### What needs to be done
Count the lines in the rows below that contain the word "ceramic". Reply with the number alone.

(Saved data entries)
======

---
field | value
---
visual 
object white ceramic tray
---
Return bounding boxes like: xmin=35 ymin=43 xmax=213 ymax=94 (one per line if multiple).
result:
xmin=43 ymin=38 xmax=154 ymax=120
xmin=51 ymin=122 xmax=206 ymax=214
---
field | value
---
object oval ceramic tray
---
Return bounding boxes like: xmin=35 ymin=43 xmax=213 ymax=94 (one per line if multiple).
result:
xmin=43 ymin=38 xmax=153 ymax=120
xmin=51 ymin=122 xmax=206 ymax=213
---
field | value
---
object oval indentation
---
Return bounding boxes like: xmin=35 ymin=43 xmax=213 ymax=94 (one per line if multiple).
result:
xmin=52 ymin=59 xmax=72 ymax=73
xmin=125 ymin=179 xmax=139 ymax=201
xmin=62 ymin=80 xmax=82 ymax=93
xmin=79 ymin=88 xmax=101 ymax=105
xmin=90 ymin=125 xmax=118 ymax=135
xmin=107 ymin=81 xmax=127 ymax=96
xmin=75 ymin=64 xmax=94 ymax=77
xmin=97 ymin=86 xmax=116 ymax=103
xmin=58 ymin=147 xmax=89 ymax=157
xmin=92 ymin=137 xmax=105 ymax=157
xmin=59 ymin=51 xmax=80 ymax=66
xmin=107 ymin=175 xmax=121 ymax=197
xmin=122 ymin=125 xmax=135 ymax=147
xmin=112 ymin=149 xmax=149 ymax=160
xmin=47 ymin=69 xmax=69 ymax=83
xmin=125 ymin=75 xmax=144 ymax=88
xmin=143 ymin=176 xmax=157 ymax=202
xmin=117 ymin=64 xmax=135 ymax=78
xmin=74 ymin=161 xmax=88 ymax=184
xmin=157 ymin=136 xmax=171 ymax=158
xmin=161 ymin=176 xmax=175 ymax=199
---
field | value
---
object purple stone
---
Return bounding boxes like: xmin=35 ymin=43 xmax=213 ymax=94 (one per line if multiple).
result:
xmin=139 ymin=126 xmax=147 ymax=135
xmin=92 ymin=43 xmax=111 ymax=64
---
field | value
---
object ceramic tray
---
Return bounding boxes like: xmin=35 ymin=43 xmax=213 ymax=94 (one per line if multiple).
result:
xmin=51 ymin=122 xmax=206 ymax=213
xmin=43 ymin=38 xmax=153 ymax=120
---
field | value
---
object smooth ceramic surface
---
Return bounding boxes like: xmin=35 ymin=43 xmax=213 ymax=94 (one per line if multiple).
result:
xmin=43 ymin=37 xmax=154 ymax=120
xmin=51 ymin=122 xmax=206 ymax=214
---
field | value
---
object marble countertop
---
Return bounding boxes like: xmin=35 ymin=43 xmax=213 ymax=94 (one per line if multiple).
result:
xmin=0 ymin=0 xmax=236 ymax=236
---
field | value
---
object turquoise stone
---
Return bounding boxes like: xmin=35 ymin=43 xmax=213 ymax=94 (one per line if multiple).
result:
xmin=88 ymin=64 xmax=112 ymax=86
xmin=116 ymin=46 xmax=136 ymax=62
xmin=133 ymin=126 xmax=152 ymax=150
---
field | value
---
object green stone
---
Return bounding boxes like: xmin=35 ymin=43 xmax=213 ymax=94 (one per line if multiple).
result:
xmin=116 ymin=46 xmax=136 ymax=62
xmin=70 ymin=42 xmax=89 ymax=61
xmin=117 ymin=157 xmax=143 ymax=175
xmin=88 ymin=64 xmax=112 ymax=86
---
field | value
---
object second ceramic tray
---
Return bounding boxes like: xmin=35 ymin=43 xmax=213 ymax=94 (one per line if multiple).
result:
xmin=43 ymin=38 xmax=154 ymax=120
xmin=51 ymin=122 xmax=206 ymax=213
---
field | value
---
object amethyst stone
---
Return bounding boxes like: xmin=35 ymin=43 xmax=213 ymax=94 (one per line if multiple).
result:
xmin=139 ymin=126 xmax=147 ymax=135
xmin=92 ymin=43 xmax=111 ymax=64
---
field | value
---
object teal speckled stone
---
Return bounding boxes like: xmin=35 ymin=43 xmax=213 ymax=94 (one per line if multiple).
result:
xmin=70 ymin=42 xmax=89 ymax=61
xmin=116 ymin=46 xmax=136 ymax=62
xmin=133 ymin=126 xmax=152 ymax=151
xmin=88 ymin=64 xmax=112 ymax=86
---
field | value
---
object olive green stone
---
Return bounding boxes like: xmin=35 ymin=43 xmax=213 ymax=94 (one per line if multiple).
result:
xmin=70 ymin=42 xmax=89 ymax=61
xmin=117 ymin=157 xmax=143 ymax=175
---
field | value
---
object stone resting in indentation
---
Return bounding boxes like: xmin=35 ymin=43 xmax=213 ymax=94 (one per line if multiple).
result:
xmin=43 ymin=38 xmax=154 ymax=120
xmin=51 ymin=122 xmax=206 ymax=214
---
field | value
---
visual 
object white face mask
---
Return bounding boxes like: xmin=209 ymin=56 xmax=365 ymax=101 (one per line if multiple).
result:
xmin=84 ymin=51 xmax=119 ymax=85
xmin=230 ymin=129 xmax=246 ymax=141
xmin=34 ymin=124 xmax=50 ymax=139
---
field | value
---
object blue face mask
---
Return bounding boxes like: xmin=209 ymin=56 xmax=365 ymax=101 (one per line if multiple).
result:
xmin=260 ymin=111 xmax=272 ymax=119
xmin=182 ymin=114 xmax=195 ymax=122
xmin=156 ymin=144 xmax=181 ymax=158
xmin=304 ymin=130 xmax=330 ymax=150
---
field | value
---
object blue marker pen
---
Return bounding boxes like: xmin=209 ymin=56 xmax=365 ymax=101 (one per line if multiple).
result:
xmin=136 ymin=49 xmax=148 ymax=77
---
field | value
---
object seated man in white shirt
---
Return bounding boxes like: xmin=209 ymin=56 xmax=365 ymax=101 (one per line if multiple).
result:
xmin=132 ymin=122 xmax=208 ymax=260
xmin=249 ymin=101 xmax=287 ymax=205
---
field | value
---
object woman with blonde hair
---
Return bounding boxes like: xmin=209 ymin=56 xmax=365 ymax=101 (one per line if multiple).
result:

======

### Task response
5